» **The problem**
Exactly as written, quote every line that follows, skipping the images.

------

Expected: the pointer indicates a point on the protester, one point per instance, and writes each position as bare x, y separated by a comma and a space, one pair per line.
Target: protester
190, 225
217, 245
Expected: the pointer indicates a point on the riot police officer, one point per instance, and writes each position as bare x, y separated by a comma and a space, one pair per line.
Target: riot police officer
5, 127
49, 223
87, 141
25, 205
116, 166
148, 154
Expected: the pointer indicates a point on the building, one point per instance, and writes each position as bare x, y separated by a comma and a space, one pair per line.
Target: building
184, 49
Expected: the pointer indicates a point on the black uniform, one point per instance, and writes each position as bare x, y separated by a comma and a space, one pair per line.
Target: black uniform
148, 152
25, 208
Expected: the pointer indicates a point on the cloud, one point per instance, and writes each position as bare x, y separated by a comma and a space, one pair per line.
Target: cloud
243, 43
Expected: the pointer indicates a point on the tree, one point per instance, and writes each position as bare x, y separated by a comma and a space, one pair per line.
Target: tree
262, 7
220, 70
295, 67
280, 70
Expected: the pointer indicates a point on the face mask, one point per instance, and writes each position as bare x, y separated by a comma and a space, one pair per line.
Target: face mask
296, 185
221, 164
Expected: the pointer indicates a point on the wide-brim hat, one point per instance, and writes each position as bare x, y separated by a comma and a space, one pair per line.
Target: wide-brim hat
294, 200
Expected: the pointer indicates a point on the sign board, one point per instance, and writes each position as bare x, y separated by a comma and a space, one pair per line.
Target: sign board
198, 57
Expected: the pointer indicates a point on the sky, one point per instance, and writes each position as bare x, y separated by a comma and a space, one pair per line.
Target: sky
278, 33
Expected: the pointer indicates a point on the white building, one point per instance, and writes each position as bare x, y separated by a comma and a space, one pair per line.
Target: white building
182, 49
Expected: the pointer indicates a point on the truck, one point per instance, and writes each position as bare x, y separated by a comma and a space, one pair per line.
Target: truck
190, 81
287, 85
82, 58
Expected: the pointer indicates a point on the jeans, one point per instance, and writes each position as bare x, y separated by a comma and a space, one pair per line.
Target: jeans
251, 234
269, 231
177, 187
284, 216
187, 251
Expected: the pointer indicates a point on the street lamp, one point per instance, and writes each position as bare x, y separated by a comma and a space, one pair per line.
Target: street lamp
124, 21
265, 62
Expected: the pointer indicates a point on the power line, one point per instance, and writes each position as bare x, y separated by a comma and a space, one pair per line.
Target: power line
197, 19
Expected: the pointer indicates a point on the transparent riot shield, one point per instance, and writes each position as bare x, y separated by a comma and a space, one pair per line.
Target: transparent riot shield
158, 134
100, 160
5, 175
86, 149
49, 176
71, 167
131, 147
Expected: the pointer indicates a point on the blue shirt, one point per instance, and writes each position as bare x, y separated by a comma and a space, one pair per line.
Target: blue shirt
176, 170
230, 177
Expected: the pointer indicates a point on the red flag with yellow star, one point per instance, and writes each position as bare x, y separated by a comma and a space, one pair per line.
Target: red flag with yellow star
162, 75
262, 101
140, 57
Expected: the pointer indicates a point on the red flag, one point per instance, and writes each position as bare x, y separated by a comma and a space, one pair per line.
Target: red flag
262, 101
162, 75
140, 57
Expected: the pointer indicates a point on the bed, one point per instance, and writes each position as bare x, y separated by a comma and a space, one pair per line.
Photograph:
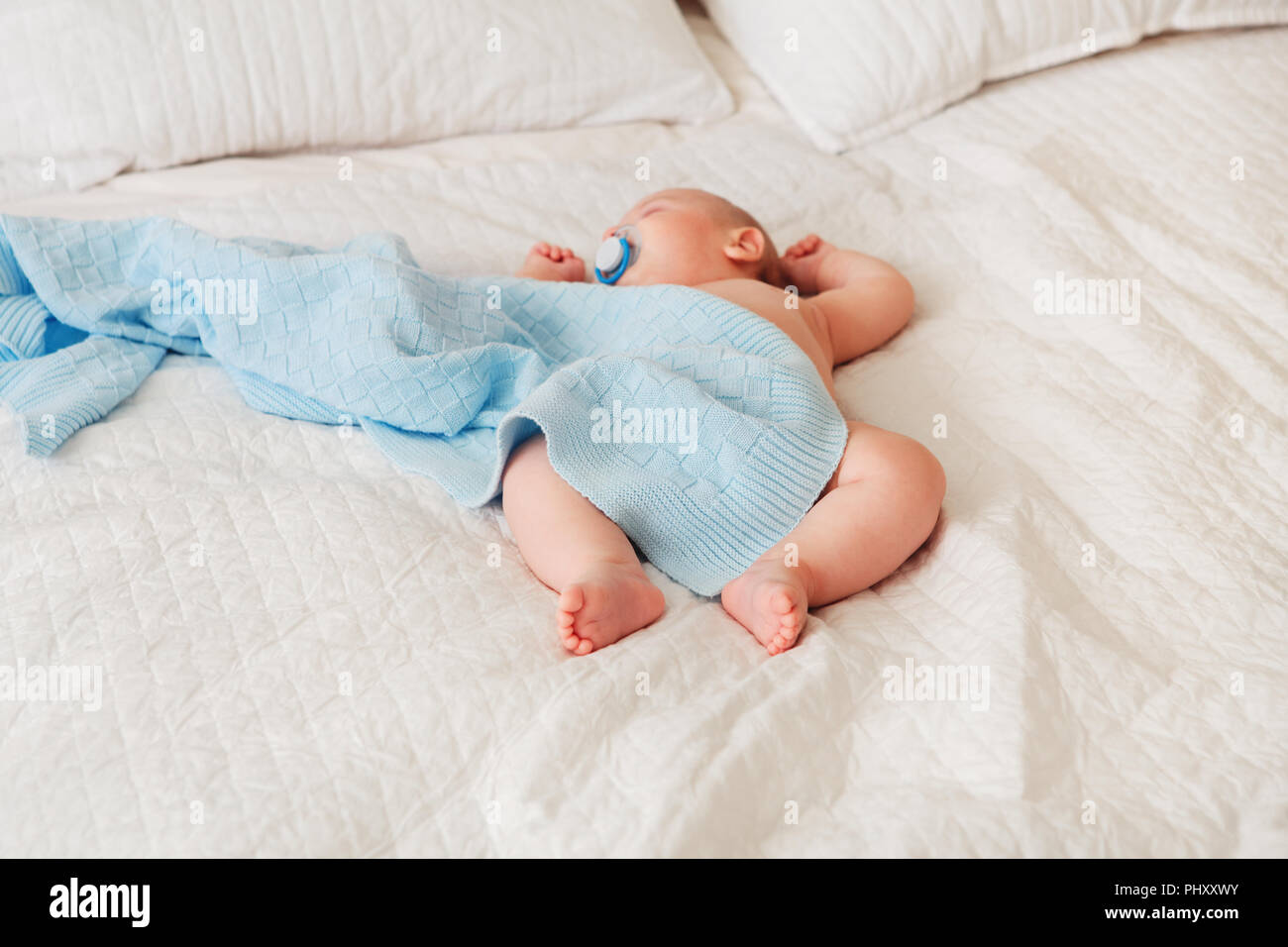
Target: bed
307, 652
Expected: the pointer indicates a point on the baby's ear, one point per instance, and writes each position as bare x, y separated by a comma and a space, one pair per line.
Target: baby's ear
746, 245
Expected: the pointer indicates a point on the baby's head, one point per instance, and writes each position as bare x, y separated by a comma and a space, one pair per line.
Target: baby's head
692, 237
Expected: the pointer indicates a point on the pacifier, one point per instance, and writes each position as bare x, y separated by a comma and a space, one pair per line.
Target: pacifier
616, 254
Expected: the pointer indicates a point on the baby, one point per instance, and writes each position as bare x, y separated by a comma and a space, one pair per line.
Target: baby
880, 504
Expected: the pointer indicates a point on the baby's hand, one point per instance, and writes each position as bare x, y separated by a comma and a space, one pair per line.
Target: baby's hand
553, 263
800, 262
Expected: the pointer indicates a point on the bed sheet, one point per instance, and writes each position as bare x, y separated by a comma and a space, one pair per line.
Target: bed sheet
304, 652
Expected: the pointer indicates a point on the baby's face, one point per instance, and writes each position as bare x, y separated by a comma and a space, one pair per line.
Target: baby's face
682, 240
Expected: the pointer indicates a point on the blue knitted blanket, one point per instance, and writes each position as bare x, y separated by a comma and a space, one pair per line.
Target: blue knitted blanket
699, 428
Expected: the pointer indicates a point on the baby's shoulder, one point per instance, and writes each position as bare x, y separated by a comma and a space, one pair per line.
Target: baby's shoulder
765, 300
778, 305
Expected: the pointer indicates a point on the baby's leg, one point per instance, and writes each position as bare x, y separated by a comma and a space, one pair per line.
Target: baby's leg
578, 552
883, 502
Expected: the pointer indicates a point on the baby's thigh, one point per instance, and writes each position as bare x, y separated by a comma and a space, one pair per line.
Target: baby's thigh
874, 453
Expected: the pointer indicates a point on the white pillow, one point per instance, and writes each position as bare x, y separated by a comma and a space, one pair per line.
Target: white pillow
850, 71
94, 86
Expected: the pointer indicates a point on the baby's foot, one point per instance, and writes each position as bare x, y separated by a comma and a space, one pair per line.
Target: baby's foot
554, 264
769, 599
605, 604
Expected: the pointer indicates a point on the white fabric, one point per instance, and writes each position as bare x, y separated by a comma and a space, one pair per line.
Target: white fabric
228, 569
851, 71
94, 86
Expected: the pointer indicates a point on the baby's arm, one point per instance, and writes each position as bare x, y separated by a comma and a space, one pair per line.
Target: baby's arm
553, 263
862, 300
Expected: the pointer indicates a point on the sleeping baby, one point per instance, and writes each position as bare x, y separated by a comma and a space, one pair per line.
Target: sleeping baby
881, 501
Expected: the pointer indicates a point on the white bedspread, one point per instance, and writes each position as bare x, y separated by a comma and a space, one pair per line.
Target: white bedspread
305, 652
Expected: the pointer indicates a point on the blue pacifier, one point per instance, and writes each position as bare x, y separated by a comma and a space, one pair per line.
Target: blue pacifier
616, 254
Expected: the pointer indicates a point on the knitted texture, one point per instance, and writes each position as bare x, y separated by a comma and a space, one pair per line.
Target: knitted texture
699, 428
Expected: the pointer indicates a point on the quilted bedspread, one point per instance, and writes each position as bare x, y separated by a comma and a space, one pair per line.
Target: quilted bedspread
305, 651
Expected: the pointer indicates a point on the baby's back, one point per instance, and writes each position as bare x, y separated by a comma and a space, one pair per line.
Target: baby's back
787, 311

------

» **Task answer**
Expected: the pointer indicates a point on the protester, one point per instance, and writes each position as bare x, y separated by a comma and a space, one pair per line.
Target: protester
190, 225
217, 245
Expected: the pointer indicates a point on the riot police officer, one point per instance, and writes each position as bare x, y separated by a comma and a space, one pair per line.
Target: riot police officer
5, 127
49, 223
87, 141
25, 205
116, 166
148, 154
Expected: the pointer indicates a point on the building, one point per instance, and writes each position as bare x, y separated by a comma and a space, one pair per line.
Target: building
184, 49
Expected: the pointer indicates a point on the black uniform, one point per instance, and writes each position as bare x, y separated by a comma and a space, one pair per line.
Target: black uniform
148, 152
25, 208
Expected: the pointer indicates a point on the cloud, one point per instance, and writes each position as bare x, y separated by a comma and a space, one pair per line.
Target: cloud
243, 43
Expected: the pointer indicates a point on the tree, one point per instance, and writes each position as bare x, y separated by a comma and a space, one pair per line.
Target: tree
262, 7
220, 70
295, 67
280, 70
Expected: the pointer indicates a point on the face mask, one point per instance, and writes each position as bare x, y separated by a comma and a space, one pair per line.
Target: face mask
296, 185
221, 164
Expected: the pointer indicates a point on the wide-brim hat, one point per instance, and writes each position as bare x, y separated by a comma and a space, one pair per line.
Target: wide-brim hat
294, 200
Expected: the pointer indicates a point on the sign board, one point per instance, and writes each position as bare x, y separated by a comma and a space, one pair per line.
Target: sign board
198, 57
Expected: the pointer indicates a point on the sky, one point per instance, and writes each position as bare x, y separated by a comma and a space, one pair per line.
Target: sky
278, 33
Expected: the pointer indicates a point on the white building, one point per instance, and writes each position as bare x, y separated by a comma and a space, one pair per line.
Target: white building
182, 49
Expected: the pointer indicates a point on the truck, one point per instance, and writes each position as bare x, y separated by a comma and a space, one pair per line.
Target: truck
190, 81
287, 85
82, 58
Expected: the pointer indicates a point on the jeans, one point per instance, and writes each position as bare x, y separated by a comma and a space, one pair per line.
Target: jeans
251, 234
269, 231
177, 187
284, 216
187, 251
Expected: the pointer indicates a point on the street lamp, one point per instance, and writes each position as bare x, y separated by a comma and a space, one pair per line.
Target: street lamp
124, 21
265, 62
Expected: the pointer indicates a point on the power line, one point per instance, and writes each position as bare x, y separated by a comma and a space, one pair per line.
Target: power line
197, 19
Expected: the pointer indicates a point on the transparent riot shield, one point per instance, and writes each position as bare x, y separated by a comma and a space, one pair per line.
Target: transparent riot shield
158, 134
100, 160
5, 175
86, 149
49, 176
71, 167
131, 147
Expected: the pointer indicates a point on the blue shirt, one point per instance, and writes each position as bare x, y separated by a comma and a space, one pair per line.
Target: blue shirt
176, 170
230, 177
Expected: the pointer indicates a point on the red flag with yellow star, one point per instance, and writes each position as bare x, y separated by a comma and a space, one pair per line.
Target: red flag with yellow star
162, 75
262, 101
140, 57
Expected: the pointer indicates a point on the red flag, one point per instance, and writes each position as bare x, y separated by a comma and a space, one pair per line.
Target: red flag
262, 101
162, 75
140, 57
Expected: the pointer indicates a point on the bed, one point per instance, and writes each position as bare x, y separated by a comma and a space, one pair per line.
Photograph:
Target: bed
307, 652
Expected: the pointer indicates a point on the baby's ear, one point per instance, and writes each position as bare x, y separated by a comma and a space, one pair per line.
Target: baby's ear
746, 245
Expected: the pointer indicates a point on the baby's head, one point per instance, and writes each position as bare x, y separated by a comma and a space, one pair per line.
Target: baby's head
692, 237
Expected: the pointer indicates a point on the pacifier, one point per instance, and writes each position as bare x, y separated by a comma and a space, one pair per line.
Target: pacifier
616, 254
Expected: the pointer indicates a point on the baby, one point per instance, and writes each position as bare x, y separated by a comma and a space, one pair per line.
Target: baby
880, 504
Expected: the pointer indicates a point on the baby's hand, one point per instance, and writes each position as bare x, y separated by a comma and a space, one pair per line.
Target: baby's hand
553, 263
800, 262
Expected: the pointer indicates a point on the bed sheet, one point per instance, and writes each position as bare x, y separated by a comma and a space, one pair per line.
Target: bed sheet
304, 652
Expected: the pointer indicates a point on the baby's face, one point per instance, and writes each position as bare x, y separated by a comma and a space, one pair per line.
Target: baby's face
682, 240
Expected: the pointer indicates a point on the blue knitted blanket, one point per instance, and writes each position as bare x, y separated by a comma and a space, one pair per line.
Target: blue knitted blanket
699, 428
Expected: the pointer indicates a point on the baby's shoulder, one point per instance, and writes each position as bare x, y separated by a comma and a space, one pair per line.
Target: baby's shoulder
765, 300
778, 305
Expected: the pointer indicates a point on the baby's leg, one point per instance, and writes each position as bare x, y separated by a comma and a space, one pair per line.
Target: baby's leg
578, 552
883, 502
Expected: the pointer indicates a point on the baby's thigh, one point per instance, and writes each position as bare x, y separated by a comma and a space, one pair per line.
Target: baby's thigh
874, 453
Expected: the pointer indicates a point on the white pillow, one point per instance, and writes each position as bare x, y separated by a comma and a space, one pair per line.
Target: white pillow
850, 71
94, 86
Expected: the pointer indicates a point on the baby's foot, one point per instance, and writes each position as bare x, y separated by a comma and a space, one pair per line.
Target: baby's foot
554, 264
769, 599
605, 604
Expected: the pointer indicates a point on the white fabric, one point per instance, and writes each position as bare x, y separated by a comma and a space, one pair per line.
Target: white fabric
228, 569
851, 71
94, 86
Expected: the pointer indicates a point on the baby's arm, one point per instance, and writes each position as bare x, y separated by a comma and a space, one pair per line.
Target: baby's arm
553, 263
862, 300
Expected: the pointer indicates a point on the sleeping baby, one point per instance, and writes each position as bare x, y separated by a comma and a space, one pair per line.
Target: sleeping baby
881, 501
Expected: the pointer indicates a point on the white bedspread, one point per instance, and writes each position as bare x, y separated by a comma and a space, one pair per line.
Target: white bedspread
305, 652
Expected: the pointer indicates a point on the blue pacifier, one point per instance, and writes each position as bare x, y separated by a comma and a space, one pair per line.
Target: blue pacifier
616, 254
Expected: the pointer indicates a point on the knitted texture, one point per instance, and writes each position as bare x, y separated by a comma and a space, one pair per line.
Target: knitted texture
699, 428
Expected: the pointer indicates a point on the quilted bedspread, one point per instance, and writes each position as bare x, y separated by a comma and a space, one pair per line.
Target: quilted bedspread
305, 651
Expected: the pointer indicates a point on the baby's back, one point per instance, and writes each position as bare x, y separated by a comma and a space, one pair per line.
Target: baby's back
787, 311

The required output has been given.